• [Explore the material]
**a.** List every organization named in the durable goods article.
**b.** Answer these questions from the durable goods article, one line each:
(i) By what percentage did durable goods orders fall last month?
(ii) What position does Christopher Rupkey hold?
(iii) Which organization reported the retreat in consumer confidence?
**c.** Translate this sentence from the durable goods article into Spanish: "However, economists are not predicting a recession for this year."

• [Selected extract]
▬▬▬▬▬▬▬▬▬▬
Orders for durable goods in the US, items intended to last for three years or more, from toasters to aircraft, took a significant hit last month, marking the most substantial decline in nearly four years this January. Simultaneously, business investment in equipment seems to have softened, indicating that the economy began the year on a weaker note.
Concerns about the future of the economy, particularly the job market, along with the impending presidential election, have been at the forefront of consumers’ minds in February, leading to a dip in confidence after three consecutive months of gains. This retreat in consumer confidence, as reported by the Conference Board on Tuesday, comes even as inflation expectations for the next 12 months dropped to their lowest in almost four years.
These findings are part of a series of disappointing data, including figures on retail sales, housing starts, and manufacturing output. Some of this downturn has been attributed to the freezing temperatures experienced last month and the challenges in adjusting data for seasonal variations at the year’s outset. However, economists are not predicting a recession for this year. “Business capital expenditure plants the seeds for future economic growth as these investments allow companies to enhance their capacity to meet future demand for their products and services,” said Christopher Rupkey, chief economist at FWDBONDS in New York. “Although economists have dialed back their recession alarms, business leaders on the front lines remain uncertain about the economic outlook.”
Durable goods orders plunged 6.1% last month, primarily due to a significant drop in commercial aircraft bookings, according to the Commerce Department’s Census Bureau. This decline is the most pronounced since April 2020 when the economy was grappling with the initial COVID-19 infection wave. The data for December was also revised down, showing a 0.3% drop in orders instead of remaining unchanged as previously reported.
▬▬▬▬▬▬▬▬▬▬
• [Record set]

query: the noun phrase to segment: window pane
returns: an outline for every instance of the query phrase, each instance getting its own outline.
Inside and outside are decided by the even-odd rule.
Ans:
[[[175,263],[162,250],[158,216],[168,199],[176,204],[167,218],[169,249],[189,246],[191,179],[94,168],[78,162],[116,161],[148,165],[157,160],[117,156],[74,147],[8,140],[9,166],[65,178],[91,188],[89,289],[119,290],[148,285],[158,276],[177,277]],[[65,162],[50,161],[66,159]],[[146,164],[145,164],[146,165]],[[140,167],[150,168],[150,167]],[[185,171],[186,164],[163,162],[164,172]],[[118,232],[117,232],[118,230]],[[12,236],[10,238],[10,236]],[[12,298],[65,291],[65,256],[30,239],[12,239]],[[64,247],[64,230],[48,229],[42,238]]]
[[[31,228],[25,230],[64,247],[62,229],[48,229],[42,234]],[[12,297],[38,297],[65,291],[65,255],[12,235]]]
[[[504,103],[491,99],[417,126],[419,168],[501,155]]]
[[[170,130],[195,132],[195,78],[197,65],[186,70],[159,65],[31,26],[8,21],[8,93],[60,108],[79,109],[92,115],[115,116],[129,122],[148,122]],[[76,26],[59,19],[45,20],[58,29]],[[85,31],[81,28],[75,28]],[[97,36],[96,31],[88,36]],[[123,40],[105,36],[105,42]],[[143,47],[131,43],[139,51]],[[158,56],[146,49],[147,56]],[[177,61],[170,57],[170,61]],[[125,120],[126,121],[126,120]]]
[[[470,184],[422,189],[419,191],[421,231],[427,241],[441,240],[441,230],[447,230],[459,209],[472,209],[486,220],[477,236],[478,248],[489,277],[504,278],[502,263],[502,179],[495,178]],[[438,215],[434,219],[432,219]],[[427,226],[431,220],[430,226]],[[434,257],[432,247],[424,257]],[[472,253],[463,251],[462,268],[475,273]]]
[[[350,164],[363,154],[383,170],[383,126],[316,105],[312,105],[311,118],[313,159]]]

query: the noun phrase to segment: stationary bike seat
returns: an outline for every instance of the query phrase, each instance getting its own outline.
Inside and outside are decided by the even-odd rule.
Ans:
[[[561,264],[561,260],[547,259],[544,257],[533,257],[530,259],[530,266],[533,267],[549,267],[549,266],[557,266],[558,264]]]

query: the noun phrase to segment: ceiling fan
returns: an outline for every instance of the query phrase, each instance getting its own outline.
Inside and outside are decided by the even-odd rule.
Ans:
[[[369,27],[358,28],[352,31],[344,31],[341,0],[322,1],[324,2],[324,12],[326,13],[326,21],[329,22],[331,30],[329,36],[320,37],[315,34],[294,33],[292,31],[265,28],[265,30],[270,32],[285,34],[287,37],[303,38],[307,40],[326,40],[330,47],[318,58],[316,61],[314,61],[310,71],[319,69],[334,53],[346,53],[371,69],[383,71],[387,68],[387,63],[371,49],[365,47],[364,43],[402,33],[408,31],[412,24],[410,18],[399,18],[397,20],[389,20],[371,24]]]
▬▬▬▬▬▬▬▬▬▬
• [Responses to the tasks]
**a.**
- Conference Board
- FWDBONDS
- Commerce Department
- Census Bureau

**b.**
(i) 6.1%
(ii) Chief economist at FWDBONDS in New York
(iii) The Conference Board

**c.** Sin embargo, los economistas no pronostican una recesión para este año.